- _Required task_: Give back exactly the lines running from the line with "Target: cheek" to the end of the entries, and only those lines.
►
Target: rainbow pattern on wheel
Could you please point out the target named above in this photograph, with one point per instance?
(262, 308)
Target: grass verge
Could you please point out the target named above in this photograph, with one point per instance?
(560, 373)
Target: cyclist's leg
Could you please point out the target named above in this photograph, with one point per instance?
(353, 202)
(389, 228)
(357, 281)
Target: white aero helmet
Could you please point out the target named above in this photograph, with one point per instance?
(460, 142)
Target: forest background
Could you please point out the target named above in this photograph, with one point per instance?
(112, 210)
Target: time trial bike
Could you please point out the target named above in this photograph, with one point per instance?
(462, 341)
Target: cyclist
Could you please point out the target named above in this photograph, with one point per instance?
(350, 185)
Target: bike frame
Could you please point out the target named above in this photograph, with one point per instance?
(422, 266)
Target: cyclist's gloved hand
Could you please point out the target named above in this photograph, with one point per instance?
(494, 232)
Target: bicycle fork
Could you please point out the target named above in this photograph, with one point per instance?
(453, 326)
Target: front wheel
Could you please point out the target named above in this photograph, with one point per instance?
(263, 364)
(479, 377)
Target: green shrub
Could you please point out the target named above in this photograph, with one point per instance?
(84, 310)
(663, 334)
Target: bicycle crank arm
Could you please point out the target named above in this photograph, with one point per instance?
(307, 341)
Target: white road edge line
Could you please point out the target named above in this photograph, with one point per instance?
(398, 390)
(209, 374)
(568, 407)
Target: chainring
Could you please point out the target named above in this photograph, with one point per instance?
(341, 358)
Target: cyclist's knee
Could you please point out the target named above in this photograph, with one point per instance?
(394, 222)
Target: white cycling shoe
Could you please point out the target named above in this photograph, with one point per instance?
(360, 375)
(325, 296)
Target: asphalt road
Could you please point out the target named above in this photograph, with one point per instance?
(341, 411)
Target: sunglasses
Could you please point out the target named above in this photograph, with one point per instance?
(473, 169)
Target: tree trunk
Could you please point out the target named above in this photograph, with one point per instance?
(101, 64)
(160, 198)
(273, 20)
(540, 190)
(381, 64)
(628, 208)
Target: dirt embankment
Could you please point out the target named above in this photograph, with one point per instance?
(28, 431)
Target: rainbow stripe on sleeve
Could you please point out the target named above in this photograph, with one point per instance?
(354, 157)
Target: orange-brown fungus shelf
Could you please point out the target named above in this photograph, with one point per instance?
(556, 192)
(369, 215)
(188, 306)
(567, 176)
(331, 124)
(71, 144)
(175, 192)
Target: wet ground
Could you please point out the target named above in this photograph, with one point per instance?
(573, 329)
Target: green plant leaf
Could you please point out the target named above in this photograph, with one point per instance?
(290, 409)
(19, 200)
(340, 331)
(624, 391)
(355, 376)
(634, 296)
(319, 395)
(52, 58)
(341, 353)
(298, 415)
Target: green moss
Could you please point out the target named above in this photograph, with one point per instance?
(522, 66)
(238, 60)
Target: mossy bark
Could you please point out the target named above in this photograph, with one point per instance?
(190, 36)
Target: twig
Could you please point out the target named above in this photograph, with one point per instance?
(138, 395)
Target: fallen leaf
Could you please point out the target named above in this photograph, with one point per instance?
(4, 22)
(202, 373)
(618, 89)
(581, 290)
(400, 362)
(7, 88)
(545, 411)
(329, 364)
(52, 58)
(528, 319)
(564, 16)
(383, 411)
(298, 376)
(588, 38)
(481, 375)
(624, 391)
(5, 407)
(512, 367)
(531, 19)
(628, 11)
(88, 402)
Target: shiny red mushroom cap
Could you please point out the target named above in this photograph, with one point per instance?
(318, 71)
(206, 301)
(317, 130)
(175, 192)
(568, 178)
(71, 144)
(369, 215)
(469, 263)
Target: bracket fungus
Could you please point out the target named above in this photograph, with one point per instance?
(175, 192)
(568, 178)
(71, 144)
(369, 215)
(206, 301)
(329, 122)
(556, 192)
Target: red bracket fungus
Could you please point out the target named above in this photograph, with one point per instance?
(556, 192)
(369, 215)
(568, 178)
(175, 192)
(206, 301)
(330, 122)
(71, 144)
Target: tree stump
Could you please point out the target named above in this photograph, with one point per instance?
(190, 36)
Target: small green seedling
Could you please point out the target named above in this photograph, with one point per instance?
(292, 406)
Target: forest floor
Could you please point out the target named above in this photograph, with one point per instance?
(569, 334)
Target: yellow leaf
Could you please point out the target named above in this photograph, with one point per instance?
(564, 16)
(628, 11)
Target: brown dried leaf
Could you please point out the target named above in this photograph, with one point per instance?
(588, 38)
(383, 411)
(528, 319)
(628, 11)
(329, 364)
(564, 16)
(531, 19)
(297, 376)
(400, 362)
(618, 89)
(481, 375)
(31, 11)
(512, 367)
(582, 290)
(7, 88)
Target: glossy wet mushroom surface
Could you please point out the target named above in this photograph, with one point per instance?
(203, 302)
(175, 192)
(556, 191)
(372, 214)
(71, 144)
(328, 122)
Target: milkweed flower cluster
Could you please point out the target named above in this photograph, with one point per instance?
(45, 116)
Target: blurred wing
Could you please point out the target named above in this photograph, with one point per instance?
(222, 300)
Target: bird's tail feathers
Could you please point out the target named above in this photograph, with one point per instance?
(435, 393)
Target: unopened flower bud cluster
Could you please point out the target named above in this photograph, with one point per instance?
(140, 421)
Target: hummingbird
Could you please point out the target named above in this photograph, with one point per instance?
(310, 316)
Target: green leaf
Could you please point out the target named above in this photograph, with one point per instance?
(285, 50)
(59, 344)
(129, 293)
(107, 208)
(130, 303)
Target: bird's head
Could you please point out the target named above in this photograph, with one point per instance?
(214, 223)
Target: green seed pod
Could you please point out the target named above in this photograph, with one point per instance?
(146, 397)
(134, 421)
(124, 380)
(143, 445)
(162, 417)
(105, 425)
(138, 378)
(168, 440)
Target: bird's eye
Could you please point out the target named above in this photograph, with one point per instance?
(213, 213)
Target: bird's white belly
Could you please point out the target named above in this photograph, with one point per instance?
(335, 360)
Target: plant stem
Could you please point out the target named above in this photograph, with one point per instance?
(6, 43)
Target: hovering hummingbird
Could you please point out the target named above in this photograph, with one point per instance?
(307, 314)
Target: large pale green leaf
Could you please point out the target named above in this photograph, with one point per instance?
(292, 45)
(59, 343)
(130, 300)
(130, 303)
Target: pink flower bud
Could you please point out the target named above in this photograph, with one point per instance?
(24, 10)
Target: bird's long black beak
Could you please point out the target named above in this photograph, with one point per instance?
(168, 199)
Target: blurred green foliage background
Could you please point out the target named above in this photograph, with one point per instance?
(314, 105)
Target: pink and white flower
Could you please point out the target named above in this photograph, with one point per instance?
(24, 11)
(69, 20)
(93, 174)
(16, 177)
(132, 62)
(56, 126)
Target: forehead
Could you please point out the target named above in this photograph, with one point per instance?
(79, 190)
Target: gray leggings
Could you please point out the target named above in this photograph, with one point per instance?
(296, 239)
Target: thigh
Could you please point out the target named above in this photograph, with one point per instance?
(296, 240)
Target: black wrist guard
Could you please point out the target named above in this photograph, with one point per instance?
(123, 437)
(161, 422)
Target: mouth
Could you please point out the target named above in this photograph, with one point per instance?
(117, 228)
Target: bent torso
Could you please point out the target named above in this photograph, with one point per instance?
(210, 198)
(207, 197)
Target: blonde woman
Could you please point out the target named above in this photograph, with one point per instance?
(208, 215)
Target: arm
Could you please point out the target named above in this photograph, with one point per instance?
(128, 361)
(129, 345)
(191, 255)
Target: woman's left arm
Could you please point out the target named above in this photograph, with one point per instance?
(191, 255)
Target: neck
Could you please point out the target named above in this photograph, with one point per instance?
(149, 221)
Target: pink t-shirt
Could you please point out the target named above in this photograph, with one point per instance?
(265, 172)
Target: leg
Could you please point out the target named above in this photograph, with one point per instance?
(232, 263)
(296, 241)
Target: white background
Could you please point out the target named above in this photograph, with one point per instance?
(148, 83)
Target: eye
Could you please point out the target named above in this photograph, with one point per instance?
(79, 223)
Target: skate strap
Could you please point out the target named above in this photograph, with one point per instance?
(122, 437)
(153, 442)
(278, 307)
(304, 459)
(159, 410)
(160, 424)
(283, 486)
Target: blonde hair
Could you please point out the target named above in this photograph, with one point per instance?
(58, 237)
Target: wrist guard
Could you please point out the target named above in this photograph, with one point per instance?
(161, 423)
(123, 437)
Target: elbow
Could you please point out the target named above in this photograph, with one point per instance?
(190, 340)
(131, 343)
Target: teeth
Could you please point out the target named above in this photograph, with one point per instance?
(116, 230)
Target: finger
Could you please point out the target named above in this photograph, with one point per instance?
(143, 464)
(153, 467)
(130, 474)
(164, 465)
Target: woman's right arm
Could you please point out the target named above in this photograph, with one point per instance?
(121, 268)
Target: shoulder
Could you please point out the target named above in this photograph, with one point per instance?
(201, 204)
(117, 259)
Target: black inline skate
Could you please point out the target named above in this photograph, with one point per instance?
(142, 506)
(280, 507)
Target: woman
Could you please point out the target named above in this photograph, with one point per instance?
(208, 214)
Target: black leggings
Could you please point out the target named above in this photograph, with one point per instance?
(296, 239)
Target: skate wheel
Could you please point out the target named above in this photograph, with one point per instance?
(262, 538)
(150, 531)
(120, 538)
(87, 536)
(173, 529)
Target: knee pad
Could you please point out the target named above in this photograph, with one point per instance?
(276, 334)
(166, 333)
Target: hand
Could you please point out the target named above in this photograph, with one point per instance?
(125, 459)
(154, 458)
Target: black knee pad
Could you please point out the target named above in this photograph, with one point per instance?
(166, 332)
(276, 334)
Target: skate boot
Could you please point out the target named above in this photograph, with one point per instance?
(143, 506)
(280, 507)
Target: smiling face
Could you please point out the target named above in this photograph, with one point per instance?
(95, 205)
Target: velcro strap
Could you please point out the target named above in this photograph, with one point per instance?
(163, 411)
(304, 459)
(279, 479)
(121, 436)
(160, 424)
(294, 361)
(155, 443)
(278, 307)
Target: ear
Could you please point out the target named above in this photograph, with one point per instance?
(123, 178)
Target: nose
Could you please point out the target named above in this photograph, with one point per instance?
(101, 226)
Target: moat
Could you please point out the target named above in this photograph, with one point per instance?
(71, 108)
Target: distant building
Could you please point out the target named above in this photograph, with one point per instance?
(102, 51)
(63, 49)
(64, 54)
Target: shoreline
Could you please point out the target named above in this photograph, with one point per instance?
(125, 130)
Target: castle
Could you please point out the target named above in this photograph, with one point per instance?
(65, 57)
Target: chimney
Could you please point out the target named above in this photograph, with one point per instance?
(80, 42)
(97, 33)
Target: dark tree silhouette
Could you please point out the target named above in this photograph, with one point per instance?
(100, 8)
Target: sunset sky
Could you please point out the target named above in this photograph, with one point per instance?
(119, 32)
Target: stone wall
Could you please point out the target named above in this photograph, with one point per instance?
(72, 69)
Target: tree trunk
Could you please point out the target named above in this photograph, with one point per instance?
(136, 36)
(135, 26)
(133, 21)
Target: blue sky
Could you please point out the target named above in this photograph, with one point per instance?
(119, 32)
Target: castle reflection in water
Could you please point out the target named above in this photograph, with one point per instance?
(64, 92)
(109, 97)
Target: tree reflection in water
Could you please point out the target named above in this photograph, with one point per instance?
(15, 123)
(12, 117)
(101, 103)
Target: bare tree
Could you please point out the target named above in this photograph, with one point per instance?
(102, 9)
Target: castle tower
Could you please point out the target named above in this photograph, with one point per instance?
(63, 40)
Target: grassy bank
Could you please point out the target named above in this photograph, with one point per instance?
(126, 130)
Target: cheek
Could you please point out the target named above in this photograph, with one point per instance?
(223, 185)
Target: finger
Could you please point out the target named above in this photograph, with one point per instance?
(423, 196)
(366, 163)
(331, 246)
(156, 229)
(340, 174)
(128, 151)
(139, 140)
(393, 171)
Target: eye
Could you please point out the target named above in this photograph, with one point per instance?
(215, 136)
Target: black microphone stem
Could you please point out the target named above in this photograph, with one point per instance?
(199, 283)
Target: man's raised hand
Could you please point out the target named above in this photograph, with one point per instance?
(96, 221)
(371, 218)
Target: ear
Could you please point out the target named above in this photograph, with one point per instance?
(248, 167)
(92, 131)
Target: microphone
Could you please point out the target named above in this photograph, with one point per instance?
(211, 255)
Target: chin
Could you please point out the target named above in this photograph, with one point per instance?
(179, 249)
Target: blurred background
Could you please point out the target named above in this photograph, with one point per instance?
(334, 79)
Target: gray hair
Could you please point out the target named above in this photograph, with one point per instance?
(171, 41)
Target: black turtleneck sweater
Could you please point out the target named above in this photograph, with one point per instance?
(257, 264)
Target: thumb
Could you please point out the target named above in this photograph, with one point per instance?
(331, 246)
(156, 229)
◄
- _Response_:
Target: cheek
Could you please point out the target named above in this photograph, with one point per instance?
(223, 185)
Target: finger
Could you please point out the target named above in this photograph, with one point per instance?
(423, 196)
(366, 163)
(331, 246)
(156, 229)
(340, 174)
(128, 151)
(139, 140)
(393, 171)
Target: eye
Could you please point out the target named above in this photograph, with one point per instance?
(215, 136)
Target: black microphone stem
Could you please point out the target named above in this photograph, with one point per instance?
(199, 283)
Target: man's raised hand
Could you please point out the target named above in this photograph, with one point per instance?
(96, 221)
(371, 218)
Target: ear
Could you please point out the target named above in this photograph, with one point per instance?
(248, 167)
(92, 131)
Target: microphone
Could you please point out the target named above in this photograph, with one point per instance?
(211, 255)
Target: chin
Could you please point out the target named above in this photograph, with one point per instance?
(179, 249)
Target: blurred background
Could you please point out the target named above in this photograph, with one point per instance?
(334, 79)
Target: gray hair
Could you please point out the target named above in this photograph, with one point per instance?
(171, 41)
Target: black turtleneck sweater
Could you please point out the target named above in this photograph, with one point per instance?
(257, 264)
Target: thumb
Could you please point out the target named above in this photograph, with one point per instance?
(331, 246)
(156, 229)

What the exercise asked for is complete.